## Supplied passage
Gibbs is another rookie who is ranked much higher than I expected he would be, thanks to the Lions inexplicably deciding that there was a second running back in the class worth a top-12 pick despite the fact they had made David Montgomery the second-highest paid back in the 2023 free agency class. We went from "Gibbs isn't Alvin Kamara, but that might be his best comp" to "Alvin Kamara caught 80 passes as a rookie, so why not Gibbs?"

Here are eight veterans who overcame the prevailing winds and rose in my Dynasty rankings this offseason. Hopefully, they aren't done rising yet:

Jordan Love, QB, Packers

January: QB31
July: QB18

This is probably obvious, but back in January we were still in the dark about Aaron Rodgers' 2023 plans. Now Love is the unquestioned starter with an exciting receiving corps that includes Christian Watson, Romeo Doubs, and Jayden Reed, not to mention new tight end Luke Musgrave. Love is best viewed as a starter only in leagues where you can start more than one quarterback, but a hot month to open the season could change that perception quickly. Love has the potential to produce like a low-end starter in a one-QB league and he'll likely get at least two years to grow into that.

## Requirements
#1 Retype the fantasy football rankings passage word for word, everything from "This is probably" down to "grow into that.".
#2 In the fantasy football rankings passage, list every player named as part of Jordan Love's receiving targets, including the tight end.
#3 Carry the fantasy football dynasty rankings passage forward from its last sentence.
The data after this is unrelated to the fantasy football rankings.

## Collected data
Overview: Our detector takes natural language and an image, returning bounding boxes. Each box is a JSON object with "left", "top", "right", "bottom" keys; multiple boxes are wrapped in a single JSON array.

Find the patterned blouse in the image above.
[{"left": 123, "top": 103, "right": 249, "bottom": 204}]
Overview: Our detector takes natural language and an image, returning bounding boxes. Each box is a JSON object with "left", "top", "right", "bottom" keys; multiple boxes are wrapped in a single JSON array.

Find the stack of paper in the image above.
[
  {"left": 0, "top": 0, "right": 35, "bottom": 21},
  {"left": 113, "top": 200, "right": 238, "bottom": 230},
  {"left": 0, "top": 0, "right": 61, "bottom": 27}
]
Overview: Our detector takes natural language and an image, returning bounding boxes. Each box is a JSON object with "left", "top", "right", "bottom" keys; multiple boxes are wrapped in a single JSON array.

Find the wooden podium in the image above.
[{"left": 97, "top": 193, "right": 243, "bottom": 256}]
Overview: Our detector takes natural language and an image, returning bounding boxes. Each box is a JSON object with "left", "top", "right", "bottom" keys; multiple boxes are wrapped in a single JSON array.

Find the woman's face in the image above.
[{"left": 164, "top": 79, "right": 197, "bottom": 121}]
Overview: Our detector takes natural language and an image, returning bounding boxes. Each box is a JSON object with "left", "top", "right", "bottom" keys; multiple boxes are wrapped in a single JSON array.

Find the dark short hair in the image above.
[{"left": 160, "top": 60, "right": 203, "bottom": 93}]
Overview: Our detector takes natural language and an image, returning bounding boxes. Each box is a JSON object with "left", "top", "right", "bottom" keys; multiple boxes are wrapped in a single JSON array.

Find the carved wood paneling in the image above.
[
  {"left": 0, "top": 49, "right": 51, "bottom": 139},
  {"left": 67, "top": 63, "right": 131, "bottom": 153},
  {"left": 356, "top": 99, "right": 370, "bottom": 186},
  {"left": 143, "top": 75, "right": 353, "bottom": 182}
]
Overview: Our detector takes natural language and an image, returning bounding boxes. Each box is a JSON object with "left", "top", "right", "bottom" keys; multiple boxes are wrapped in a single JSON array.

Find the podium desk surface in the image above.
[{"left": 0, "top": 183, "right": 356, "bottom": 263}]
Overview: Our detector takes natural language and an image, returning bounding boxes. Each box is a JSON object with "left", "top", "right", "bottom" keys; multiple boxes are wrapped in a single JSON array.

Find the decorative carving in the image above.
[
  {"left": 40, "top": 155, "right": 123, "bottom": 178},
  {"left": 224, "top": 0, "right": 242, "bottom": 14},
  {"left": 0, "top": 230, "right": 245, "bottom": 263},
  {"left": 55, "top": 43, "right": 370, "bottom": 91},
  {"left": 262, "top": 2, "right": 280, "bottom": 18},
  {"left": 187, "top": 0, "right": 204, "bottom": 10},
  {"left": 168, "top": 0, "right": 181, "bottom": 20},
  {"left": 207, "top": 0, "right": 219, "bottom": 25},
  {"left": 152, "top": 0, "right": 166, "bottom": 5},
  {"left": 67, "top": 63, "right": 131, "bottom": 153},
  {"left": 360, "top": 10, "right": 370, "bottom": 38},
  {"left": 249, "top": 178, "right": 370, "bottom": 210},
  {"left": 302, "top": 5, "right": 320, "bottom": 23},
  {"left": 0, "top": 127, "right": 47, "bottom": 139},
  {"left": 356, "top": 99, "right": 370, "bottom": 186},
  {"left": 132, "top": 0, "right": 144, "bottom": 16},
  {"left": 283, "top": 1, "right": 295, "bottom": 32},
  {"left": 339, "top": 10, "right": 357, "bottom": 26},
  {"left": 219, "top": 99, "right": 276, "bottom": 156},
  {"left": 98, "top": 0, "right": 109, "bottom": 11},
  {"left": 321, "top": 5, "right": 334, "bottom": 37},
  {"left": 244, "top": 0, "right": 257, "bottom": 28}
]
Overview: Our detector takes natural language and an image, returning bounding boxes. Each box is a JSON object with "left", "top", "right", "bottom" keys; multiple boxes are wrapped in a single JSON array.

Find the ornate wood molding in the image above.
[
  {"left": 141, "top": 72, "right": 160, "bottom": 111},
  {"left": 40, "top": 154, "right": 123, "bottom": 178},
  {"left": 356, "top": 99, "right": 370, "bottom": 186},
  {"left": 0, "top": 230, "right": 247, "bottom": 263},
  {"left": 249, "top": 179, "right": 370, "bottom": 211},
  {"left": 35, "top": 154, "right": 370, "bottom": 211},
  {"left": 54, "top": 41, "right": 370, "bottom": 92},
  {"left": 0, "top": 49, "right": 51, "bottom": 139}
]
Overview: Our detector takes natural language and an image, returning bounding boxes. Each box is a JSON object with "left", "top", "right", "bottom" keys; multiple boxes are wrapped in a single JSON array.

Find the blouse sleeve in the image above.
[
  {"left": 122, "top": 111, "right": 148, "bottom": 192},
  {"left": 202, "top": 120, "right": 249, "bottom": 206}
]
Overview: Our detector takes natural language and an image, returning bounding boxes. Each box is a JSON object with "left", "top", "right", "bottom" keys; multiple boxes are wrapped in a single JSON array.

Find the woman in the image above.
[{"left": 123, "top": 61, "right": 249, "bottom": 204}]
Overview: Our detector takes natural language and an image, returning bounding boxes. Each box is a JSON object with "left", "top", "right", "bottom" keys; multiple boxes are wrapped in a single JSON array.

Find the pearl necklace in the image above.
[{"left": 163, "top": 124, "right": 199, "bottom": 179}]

## Answers for the exercise
#1
This is probably obvious, but back in January we were still in the dark about Aaron Rodgers' 2023 plans. Now Love is the unquestioned starter with an exciting receiving corps that includes Christian Watson, Romeo Doubs, and Jayden Reed, not to mention new tight end Luke Musgrave. Love is best viewed as a starter only in leagues where you can start more than one quarterback, but a hot month to open the season could change that perception quickly. Love has the potential to produce like a low-end starter in a one-QB league and he'll likely get at least two years to grow into that.

#2 Christian Watson, Romeo Doubs, Jayden Reed, Luke Musgrave

#3
Sam Howell, QB, Commanders

January: QB30
July: QB20

Howell's weapons, which include Terry McLaurin and Jahan Dotson, are probably better than Love's. It's also possible Eric Bienemy shines without Andy Reid, and Howell has a great system as well. Factor in that Howell ran for 828 yards and 11 scores in his final season at North Carolina, and Howell has more upside than Love. But he also had far less pedigree and far more competition in the form of Jacoby Brissett. Matt LaFleur can probably afford to let Love struggle in his first year as a starter, but it's less clear whether Ron Rivera can.

Brock Purdy, QB, 49ers

January: QB29
July: QB24

Mr. Irrelevant from 2022 is absolutely relevant in Dynasty leagues now. Kyle Shanahan has been pretty clear that Purdy will get a shot to start once he's fully recovered from his torn UCL. Most reports this summer about Purdy's recovery have been positive as well. Being in Shanahan's system with Christian McCaffrey, Deebo Samuel, Brandon Aiyuk and George Kittle really helps. Still, I do worry about Purdy's lack of pedigree and the presence of Sam Darnold and Trey Lance on the roster. I would be selling once Purdy is healthy if someone expects him to be more than a mid-range QB2.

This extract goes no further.